#### ARTICLE ####
No description
Find a file
Yosry Ahmed 3cd9992b93 memcg: replace stats_flush_lock with an atomic
As Johannes notes in [1], stats_flush_lock is currently used to:
(a) Protect updated to stats_flush_threshold.
(b) Protect updates to flush_next_time.
(c) Serializes calls to cgroup_rstat_flush() based on those ratelimits.

However:

1. stats_flush_threshold is already an atomic

2. flush_next_time is not atomic. The writer is locked, but the reader
   is lockless. If the reader races with a flush, you could see this:

                                        if (time_after(jiffies, flush_next_time))
        spin_trylock()
        flush_next_time = now + delay
        flush()
        spin_unlock()
                                        spin_trylock()
####
SET TASKS:
1. Output the passage of the commit message starting at "No description" and ending at "updates to flush_next_time.", with both of those included, exactly as it appears.
2. Return the lines of the records word for word, starting at the line that contains "Practice: put a marker on each instance of the white baseboard" and ending at the last line of the records, with both ends included. Leave the pictures out of your answer.
#### STORED ROWS ####
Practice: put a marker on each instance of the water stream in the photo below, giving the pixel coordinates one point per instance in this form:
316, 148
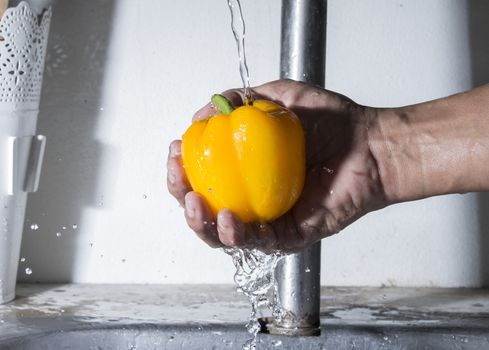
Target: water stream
239, 32
255, 278
255, 271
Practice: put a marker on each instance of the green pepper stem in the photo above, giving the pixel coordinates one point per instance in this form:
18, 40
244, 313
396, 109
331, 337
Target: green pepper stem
222, 104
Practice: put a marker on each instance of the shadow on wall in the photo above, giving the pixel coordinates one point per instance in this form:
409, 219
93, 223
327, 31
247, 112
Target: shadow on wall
478, 20
70, 106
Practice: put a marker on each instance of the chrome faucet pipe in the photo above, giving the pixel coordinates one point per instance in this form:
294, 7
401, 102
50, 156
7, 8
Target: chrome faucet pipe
303, 56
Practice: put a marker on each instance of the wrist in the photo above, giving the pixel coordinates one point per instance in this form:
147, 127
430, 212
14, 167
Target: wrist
433, 148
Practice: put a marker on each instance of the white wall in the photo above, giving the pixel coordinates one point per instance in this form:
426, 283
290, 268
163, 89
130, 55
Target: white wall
123, 79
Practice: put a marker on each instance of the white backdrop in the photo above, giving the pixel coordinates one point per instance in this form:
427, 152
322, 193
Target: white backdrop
123, 79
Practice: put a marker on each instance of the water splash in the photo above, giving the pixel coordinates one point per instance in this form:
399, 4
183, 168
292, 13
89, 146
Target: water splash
239, 32
255, 278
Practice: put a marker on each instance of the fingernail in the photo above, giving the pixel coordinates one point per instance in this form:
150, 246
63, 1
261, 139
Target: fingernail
189, 210
171, 175
175, 149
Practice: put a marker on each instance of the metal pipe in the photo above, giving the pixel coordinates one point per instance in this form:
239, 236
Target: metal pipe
303, 56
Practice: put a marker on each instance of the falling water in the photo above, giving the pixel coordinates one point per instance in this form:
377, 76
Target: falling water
238, 27
255, 278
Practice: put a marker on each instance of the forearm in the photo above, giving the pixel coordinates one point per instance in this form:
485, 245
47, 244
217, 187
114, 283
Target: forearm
433, 148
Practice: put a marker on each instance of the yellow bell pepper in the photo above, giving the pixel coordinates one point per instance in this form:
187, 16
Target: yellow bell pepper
250, 160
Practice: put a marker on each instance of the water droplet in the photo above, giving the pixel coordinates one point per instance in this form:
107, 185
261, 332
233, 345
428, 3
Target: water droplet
328, 170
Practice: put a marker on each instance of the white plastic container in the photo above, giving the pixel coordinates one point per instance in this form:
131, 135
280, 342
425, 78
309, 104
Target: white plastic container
23, 39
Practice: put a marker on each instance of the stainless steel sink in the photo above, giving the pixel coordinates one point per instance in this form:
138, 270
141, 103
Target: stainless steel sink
213, 317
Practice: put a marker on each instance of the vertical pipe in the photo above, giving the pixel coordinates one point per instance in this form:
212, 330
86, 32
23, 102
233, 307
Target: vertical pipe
302, 57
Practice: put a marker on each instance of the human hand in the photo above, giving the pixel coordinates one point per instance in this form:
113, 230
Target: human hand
342, 178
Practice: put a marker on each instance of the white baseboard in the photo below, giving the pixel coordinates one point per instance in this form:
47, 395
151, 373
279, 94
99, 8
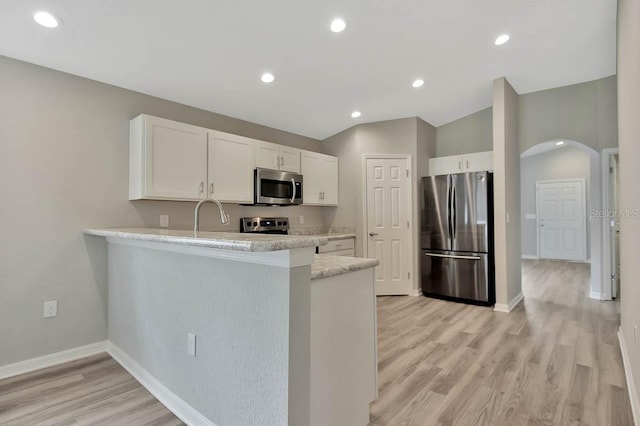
####
EXERCISE SOLUTIONS:
1.
No description
Find a file
Yosry Ahmed 3cd9992b93 memcg: replace stats_flush_lock with an atomic
As Johannes notes in [1], stats_flush_lock is currently used to:
(a) Protect updated to stats_flush_threshold.
(b) Protect updates to flush_next_time.

2.
Practice: put a marker on each instance of the white baseboard in the photo below, giving the pixel coordinates one point per instance in this form:
47, 395
151, 373
279, 94
99, 8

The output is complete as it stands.